►

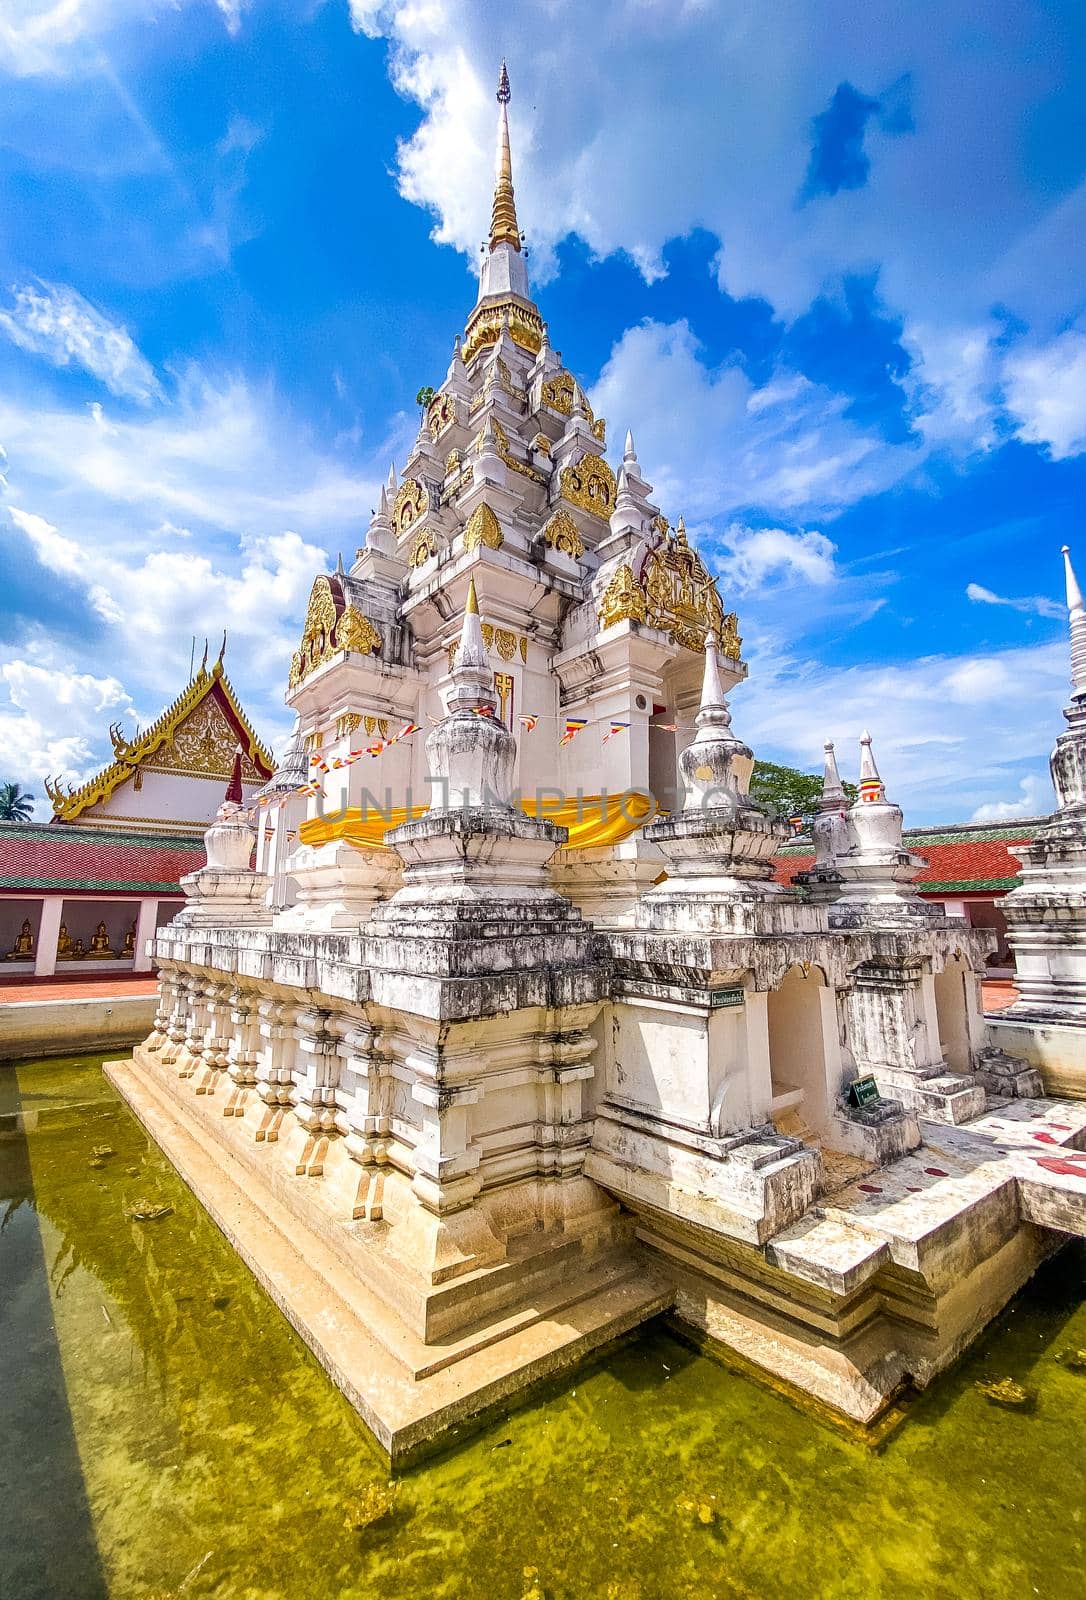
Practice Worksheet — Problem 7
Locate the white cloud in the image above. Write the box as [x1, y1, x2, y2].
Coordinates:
[1004, 326, 1086, 462]
[0, 654, 136, 811]
[590, 319, 917, 522]
[733, 637, 1067, 826]
[0, 367, 390, 539]
[970, 774, 1052, 823]
[714, 523, 838, 592]
[0, 280, 162, 402]
[966, 582, 1064, 621]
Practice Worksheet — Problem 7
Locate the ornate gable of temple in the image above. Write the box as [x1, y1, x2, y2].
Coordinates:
[45, 651, 273, 826]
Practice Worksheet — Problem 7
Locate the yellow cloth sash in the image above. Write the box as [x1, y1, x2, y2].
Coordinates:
[297, 791, 656, 853]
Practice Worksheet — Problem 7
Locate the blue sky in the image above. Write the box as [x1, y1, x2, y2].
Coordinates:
[1, 0, 1084, 824]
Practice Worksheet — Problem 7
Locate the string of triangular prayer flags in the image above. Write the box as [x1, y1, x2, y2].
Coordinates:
[242, 710, 679, 820]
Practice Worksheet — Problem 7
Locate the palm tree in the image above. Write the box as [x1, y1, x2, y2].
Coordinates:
[0, 782, 35, 822]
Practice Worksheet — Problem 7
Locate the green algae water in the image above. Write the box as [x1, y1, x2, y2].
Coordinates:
[2, 1057, 1085, 1600]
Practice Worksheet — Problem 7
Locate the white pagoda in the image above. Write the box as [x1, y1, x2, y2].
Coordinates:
[110, 66, 1086, 1465]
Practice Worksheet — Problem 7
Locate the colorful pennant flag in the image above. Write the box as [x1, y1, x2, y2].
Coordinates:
[519, 714, 538, 732]
[602, 721, 630, 743]
[560, 718, 588, 746]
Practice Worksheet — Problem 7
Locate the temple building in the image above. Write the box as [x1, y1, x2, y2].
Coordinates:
[108, 66, 1086, 1464]
[0, 646, 272, 980]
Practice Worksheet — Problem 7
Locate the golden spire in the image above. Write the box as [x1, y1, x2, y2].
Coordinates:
[466, 575, 480, 615]
[489, 59, 522, 253]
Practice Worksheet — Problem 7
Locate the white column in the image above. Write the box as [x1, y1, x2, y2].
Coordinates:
[34, 896, 64, 978]
[133, 898, 159, 972]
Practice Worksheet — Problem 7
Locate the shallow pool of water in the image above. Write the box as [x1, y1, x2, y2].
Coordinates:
[2, 1056, 1084, 1600]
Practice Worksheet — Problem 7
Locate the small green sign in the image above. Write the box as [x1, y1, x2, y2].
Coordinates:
[848, 1075, 880, 1108]
[708, 987, 745, 1009]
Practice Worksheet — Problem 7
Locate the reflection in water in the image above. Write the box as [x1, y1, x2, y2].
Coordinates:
[2, 1056, 1085, 1600]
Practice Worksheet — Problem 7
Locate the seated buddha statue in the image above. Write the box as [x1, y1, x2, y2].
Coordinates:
[123, 922, 136, 955]
[86, 921, 114, 959]
[6, 918, 35, 960]
[56, 922, 74, 959]
[71, 938, 86, 959]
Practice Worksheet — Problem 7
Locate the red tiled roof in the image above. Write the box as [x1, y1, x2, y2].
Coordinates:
[0, 823, 203, 894]
[774, 823, 1036, 895]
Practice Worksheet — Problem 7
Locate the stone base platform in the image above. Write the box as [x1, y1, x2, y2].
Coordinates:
[987, 1014, 1086, 1099]
[105, 1054, 672, 1465]
[612, 1097, 1086, 1424]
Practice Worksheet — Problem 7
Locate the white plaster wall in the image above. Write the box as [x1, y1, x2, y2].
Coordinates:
[608, 998, 711, 1127]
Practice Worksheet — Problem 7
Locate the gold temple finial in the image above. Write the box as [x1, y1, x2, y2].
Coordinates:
[466, 576, 480, 616]
[489, 60, 521, 253]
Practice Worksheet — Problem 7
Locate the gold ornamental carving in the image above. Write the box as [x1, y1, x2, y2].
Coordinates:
[444, 447, 462, 476]
[393, 479, 429, 536]
[462, 299, 544, 366]
[560, 454, 616, 520]
[542, 508, 584, 560]
[642, 530, 739, 656]
[448, 621, 527, 668]
[409, 528, 438, 567]
[462, 502, 504, 553]
[539, 372, 606, 445]
[289, 576, 381, 688]
[337, 712, 363, 737]
[532, 432, 551, 456]
[334, 605, 381, 656]
[427, 393, 457, 438]
[597, 564, 647, 628]
[144, 695, 261, 781]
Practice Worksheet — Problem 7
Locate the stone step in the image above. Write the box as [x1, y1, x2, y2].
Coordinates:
[915, 1076, 988, 1124]
[727, 1134, 807, 1171]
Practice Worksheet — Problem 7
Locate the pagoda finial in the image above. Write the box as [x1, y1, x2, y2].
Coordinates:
[1062, 545, 1086, 697]
[489, 60, 521, 253]
[700, 631, 729, 715]
[858, 731, 885, 802]
[623, 428, 636, 464]
[820, 739, 846, 808]
[453, 576, 491, 683]
[387, 461, 397, 493]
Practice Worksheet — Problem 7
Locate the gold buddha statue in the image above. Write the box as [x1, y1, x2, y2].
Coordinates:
[86, 921, 114, 959]
[57, 922, 74, 959]
[71, 938, 86, 960]
[123, 921, 136, 956]
[6, 918, 35, 960]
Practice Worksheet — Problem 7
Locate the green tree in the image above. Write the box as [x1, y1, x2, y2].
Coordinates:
[749, 760, 857, 832]
[0, 782, 35, 822]
[415, 385, 435, 415]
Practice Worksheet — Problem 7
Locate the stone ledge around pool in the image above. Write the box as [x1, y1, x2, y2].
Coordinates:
[105, 1053, 673, 1465]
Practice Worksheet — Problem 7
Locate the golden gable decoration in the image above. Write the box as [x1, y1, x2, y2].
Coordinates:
[410, 528, 438, 567]
[335, 606, 382, 656]
[463, 502, 504, 552]
[462, 298, 544, 366]
[560, 454, 616, 520]
[427, 392, 457, 438]
[393, 479, 429, 536]
[45, 653, 273, 820]
[542, 509, 584, 560]
[288, 576, 381, 688]
[597, 564, 647, 629]
[642, 526, 739, 656]
[539, 372, 606, 444]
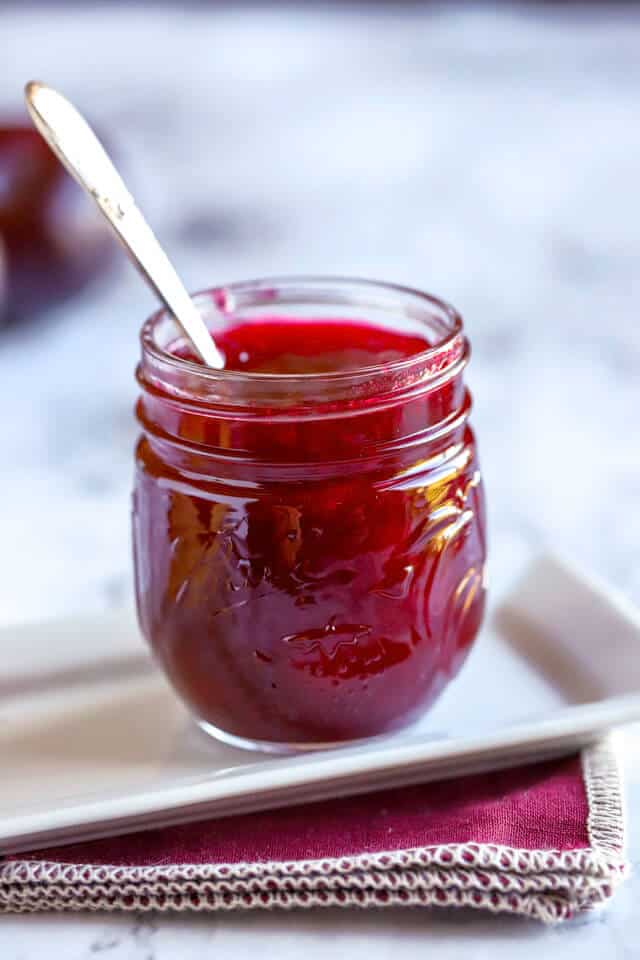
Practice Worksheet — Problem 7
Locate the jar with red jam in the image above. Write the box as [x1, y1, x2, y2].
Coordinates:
[0, 126, 112, 325]
[133, 277, 487, 751]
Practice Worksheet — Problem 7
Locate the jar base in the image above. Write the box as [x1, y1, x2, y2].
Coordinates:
[196, 718, 409, 755]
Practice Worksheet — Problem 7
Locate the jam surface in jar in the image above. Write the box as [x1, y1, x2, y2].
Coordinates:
[133, 283, 487, 749]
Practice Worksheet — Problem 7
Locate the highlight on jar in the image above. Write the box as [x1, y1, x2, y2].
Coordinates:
[133, 277, 488, 752]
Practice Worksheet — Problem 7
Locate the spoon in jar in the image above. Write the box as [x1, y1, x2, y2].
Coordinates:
[24, 81, 224, 369]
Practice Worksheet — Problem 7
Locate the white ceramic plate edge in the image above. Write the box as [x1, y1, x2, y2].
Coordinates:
[3, 694, 639, 854]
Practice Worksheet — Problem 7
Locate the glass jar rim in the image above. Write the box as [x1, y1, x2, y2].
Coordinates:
[139, 275, 466, 409]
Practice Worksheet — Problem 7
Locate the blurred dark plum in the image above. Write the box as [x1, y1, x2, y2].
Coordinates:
[0, 125, 114, 326]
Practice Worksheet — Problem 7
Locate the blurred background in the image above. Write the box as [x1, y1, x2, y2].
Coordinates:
[1, 1, 639, 623]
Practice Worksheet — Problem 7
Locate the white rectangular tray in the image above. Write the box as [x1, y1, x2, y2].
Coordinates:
[2, 554, 640, 855]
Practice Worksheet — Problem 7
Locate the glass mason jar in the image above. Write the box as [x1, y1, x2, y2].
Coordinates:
[133, 277, 487, 752]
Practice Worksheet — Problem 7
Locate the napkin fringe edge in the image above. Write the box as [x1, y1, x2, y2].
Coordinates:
[582, 735, 625, 860]
[0, 739, 627, 923]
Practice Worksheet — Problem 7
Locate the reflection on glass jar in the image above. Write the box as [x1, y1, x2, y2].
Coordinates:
[133, 277, 487, 751]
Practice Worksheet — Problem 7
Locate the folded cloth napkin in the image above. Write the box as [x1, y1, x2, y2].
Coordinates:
[0, 738, 626, 923]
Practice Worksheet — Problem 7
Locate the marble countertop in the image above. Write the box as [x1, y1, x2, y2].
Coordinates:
[1, 2, 639, 956]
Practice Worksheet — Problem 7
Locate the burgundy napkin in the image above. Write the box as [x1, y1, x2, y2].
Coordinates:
[0, 738, 626, 923]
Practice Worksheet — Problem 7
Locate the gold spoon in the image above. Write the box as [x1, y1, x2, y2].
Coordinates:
[24, 81, 224, 369]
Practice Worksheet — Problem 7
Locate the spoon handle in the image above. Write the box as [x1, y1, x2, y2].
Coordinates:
[24, 81, 224, 369]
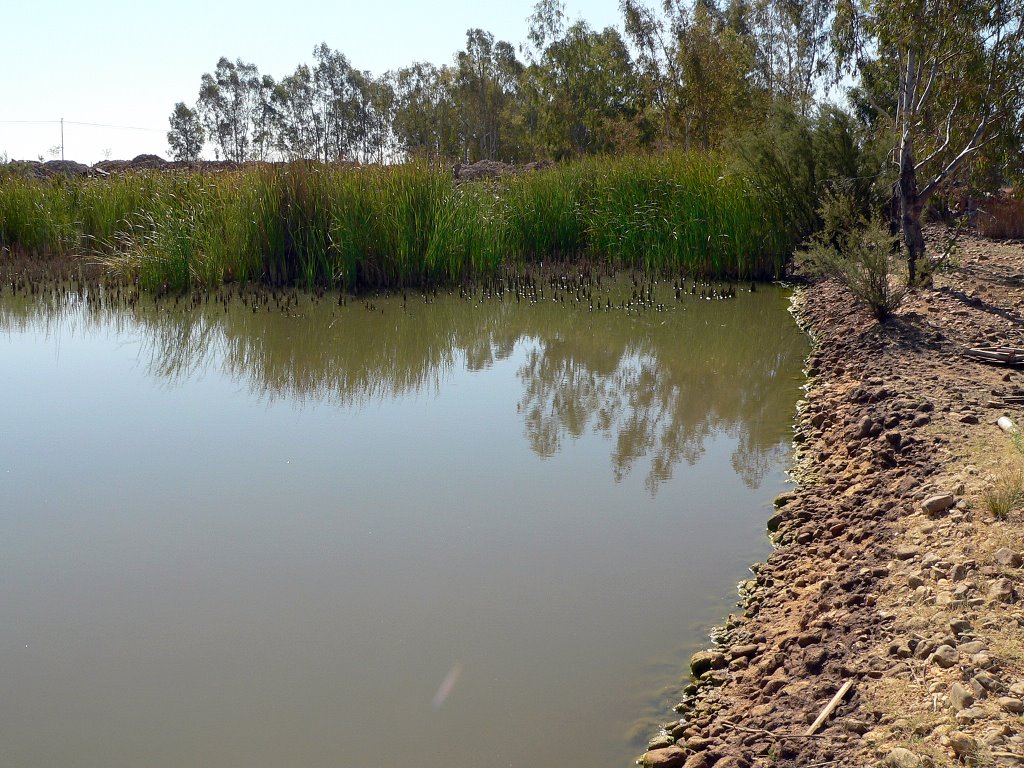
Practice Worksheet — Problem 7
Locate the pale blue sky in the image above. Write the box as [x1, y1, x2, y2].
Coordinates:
[1, 0, 623, 163]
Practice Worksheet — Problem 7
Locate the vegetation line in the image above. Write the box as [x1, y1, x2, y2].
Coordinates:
[0, 154, 788, 292]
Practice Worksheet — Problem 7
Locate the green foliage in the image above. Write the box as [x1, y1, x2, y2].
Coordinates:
[1, 155, 791, 292]
[797, 198, 907, 322]
[167, 103, 204, 162]
[737, 104, 884, 247]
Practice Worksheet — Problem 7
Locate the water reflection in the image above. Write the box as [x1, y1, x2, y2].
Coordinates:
[0, 283, 806, 495]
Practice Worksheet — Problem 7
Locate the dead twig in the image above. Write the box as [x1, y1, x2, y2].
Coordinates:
[806, 680, 855, 736]
[720, 719, 828, 741]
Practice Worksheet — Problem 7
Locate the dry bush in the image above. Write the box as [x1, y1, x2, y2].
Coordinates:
[978, 196, 1024, 239]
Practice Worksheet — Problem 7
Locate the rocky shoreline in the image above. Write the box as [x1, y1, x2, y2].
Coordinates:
[641, 229, 1024, 768]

◄

Read through the entries above and copy each line that has the string "blurred" in it.

Locate the blurred dark plum in the image above. Write the box as [x1, y1, x2, y2].
Locate the blurred background in the image above. Write the box as [x1, y1, x2, y2].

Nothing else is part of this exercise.